> Your assignment
Copy each line below without leaving any out.

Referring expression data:

--------------------------------------------------

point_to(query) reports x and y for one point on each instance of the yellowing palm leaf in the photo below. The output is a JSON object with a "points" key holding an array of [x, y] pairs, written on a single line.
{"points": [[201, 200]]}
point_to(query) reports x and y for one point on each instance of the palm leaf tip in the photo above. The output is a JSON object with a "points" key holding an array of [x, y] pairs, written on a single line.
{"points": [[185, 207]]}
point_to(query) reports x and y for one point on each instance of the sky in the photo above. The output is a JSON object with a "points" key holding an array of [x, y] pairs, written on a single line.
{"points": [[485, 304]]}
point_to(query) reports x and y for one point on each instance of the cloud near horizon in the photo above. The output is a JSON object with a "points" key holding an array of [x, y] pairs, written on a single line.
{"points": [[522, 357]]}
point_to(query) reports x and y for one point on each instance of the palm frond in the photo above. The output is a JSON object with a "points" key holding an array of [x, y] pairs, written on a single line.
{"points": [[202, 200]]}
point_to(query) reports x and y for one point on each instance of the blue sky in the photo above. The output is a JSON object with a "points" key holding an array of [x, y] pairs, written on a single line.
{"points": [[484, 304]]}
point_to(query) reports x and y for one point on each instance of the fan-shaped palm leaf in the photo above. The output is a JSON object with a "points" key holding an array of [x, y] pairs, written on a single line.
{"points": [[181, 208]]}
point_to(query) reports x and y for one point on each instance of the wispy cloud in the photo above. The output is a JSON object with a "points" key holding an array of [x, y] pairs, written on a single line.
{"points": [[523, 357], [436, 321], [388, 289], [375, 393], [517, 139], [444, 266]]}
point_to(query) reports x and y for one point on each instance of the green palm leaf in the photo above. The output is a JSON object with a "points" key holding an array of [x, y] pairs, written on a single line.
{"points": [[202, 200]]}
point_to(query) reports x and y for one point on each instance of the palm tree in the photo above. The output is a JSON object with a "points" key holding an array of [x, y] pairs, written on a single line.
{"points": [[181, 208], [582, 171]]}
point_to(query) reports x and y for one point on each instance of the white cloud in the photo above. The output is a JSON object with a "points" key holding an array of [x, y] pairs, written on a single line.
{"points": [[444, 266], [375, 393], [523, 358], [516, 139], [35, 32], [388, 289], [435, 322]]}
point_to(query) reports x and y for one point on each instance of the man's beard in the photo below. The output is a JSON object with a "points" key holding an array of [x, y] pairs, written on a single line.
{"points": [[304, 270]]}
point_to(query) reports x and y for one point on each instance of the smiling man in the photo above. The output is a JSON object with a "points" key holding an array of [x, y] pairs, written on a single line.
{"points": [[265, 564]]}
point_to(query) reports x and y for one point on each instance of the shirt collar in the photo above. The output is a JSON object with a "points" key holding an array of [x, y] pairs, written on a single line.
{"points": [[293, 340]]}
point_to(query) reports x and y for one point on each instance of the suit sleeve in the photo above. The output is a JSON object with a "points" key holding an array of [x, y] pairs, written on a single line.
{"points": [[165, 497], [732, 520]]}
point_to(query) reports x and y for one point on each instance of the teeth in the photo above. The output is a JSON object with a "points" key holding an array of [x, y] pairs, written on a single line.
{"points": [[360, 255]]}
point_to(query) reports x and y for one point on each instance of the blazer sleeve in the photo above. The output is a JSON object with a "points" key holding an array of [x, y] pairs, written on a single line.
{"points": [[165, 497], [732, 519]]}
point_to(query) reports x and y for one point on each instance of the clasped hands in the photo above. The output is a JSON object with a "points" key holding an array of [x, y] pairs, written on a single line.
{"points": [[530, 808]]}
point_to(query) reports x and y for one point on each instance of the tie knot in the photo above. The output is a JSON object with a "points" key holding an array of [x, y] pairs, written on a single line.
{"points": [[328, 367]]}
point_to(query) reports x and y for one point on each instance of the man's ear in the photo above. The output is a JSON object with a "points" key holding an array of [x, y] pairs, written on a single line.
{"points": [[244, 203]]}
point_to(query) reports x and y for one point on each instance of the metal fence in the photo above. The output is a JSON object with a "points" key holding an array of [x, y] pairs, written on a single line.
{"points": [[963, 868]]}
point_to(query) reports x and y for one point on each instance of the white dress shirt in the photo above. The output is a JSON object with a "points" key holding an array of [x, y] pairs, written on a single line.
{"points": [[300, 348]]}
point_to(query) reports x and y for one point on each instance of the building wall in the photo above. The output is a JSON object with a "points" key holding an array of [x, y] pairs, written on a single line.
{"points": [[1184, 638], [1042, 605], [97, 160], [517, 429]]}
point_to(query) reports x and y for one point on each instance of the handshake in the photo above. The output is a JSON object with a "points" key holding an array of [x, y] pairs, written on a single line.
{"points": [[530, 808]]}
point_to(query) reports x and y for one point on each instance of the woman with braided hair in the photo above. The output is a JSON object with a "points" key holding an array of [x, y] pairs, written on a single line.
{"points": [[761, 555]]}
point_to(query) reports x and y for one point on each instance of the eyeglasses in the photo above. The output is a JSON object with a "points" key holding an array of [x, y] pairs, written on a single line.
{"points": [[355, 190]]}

--------------------------------------------------

> Your solution
point_to(query) reports x and y for one point on each instance of the yellowing palm leaf in the photo below. The output is a JSON object with a "points" key holding an array of [x, y] pairs, written on a single line.
{"points": [[201, 200]]}
point_to(query) reports x and y for one point on each instance of the palm leaf tip in the photo above. The output is a JSON object with a "points" key holding an array of [x, y] pairs, written on a single line.
{"points": [[185, 207]]}
point_to(query) reports x and y for one point on each instance of the sky in the photo above. The output is a JSON object with a "points" key holding an array of [x, y] pairs, written on a single line.
{"points": [[485, 304]]}
point_to(query) reports x and y for one point on each instance of the cloud near horizon in the photo above. The output is a JSON object with a "points" key holding an array of [x, y] pairs, written on a single line.
{"points": [[522, 357]]}
point_to(query) reports x and y for one point on each instance of the palm frond in the photo above. The output is a JSON object with a "points" key holding an array of [x, y] pairs, written on a single line.
{"points": [[202, 200]]}
point_to(query) reports x and y for one point on each instance of the blue sky in the photo above. The output is a JSON object with a "points" key holding an array of [x, y] pairs, written on a single line.
{"points": [[484, 304]]}
point_to(query) reports x and y for one point on each instance of the fan-shaped palm leaf in the photo above. The output is a JSON object with a "points" key holding an array of [x, y] pairs, written on a single line.
{"points": [[181, 208]]}
point_to(query) reports x and y for one point on each instance of the wispy cloud in the photo above. The output is a JSON object with a "points" key holding an array of [x, y] pairs, written on a single line.
{"points": [[523, 357], [436, 321], [388, 289], [375, 393], [517, 139], [444, 266]]}
point_to(query) reports x and y for one point on each instance of the green palm leaf in the photo above. The output is a JSON object with a "points" key holding an array of [x, y] pairs, written on a single line.
{"points": [[202, 200]]}
point_to(query) reports x and y for one point on each instance of the palm tree in the photo above. The output is a JSON object with a "points" key holding an array of [x, y] pairs, written on a single line.
{"points": [[181, 208], [582, 171]]}
point_to(query) reports x and y for one point on each instance of the white cloud in the photo above. The output is a JSON object with a "points" key holding an array of [x, y] pairs, written on a single line.
{"points": [[444, 266], [375, 393], [523, 358], [516, 139], [35, 32], [388, 289], [435, 322]]}
point_to(query) reports x and y for one point on each instance of the man's beard in the photo below. The output is a JSON object with a "points" key holding an array of [x, y] pairs, written on a single line.
{"points": [[304, 270]]}
point_to(query) reports x and y for one point on each instance of the smiling man in the photo above. The output is a JSON object with a "points" key holding an array of [x, y] pairs, written on a single line.
{"points": [[265, 564]]}
point_to(query) reports x and y for one point on each instance of the shirt collar in the photo above. The output is a JSON object with a "points" key holding an array of [x, y] pairs, written on a single line.
{"points": [[293, 340]]}
point_to(query) reports x and y for one point on each instance of the suit sleeve in the photo above. The output is a JSON object with a "points" key holding an array of [x, y] pairs, written on a single line.
{"points": [[165, 497], [732, 520]]}
point_to(query) reports x and y for one point on each instance of the teeth in the photo above. The output is a JSON object with a "points" key holding an array of [x, y] pairs, written on a single line.
{"points": [[360, 255]]}
point_to(query) reports x and y for one point on each instance of the blazer sleeve in the photo above. The output is a JSON object with a "points" key holding an array of [x, y] pairs, written on a single line.
{"points": [[165, 497], [732, 519]]}
point_to(query) reports x and y for one point on each instance of the clasped hands in the photo above. The output is a JSON object with a "points" key holding an array of [x, y] pairs, written on a single line.
{"points": [[530, 808]]}
point_to(query) reports x and y for one point on each instance of the tie knot in the photo above. The output is a JSON object with a "points" key holding an array of [x, y] pairs, written on a single line.
{"points": [[328, 367]]}
point_to(query) reports x and y for one point on each instance of the man's ear in the photo above. The output is a JSON object with a "points" key holding an array of [x, y] pairs, written on a single line.
{"points": [[244, 203]]}
point_to(query) reports x and y for one point on each instance of the metal fence in the photo above. The output is a JSON object with a "points" key holding an array of [x, y] pairs, written on a single line.
{"points": [[963, 868]]}
point_to(query) reports x and y for one point on each instance of the white dress shirt in the photo above. The output is a JSON object with a "points" key holding an array of [x, y] pairs, written on a single line.
{"points": [[300, 348]]}
point_to(query) reports x and y for one point on each instance of the building wall in the photo above. The output is a JSON object with a "points" key holding an array of [x, y] pairs, written on a single line.
{"points": [[1184, 638], [1042, 605], [97, 160], [517, 429]]}
point_to(query) reports x and y for one point on each instance of the handshake in the photo above. The output is a JSON object with a "points" key holding an array of [x, y] pairs, written on a single line.
{"points": [[530, 808]]}
point_to(query) reports x and y for one point on each instance of the woman with braided hair in the photo above. The output is a JSON object with a "points" key holding an array of [x, y] pairs, written on a single line.
{"points": [[761, 555]]}
point_to(query) reports x and y for one point on each instance of the eyeglasses in the photo above. The output is a JSON object with a "points" key holding an array of [x, y] pairs, written on a single line.
{"points": [[355, 190]]}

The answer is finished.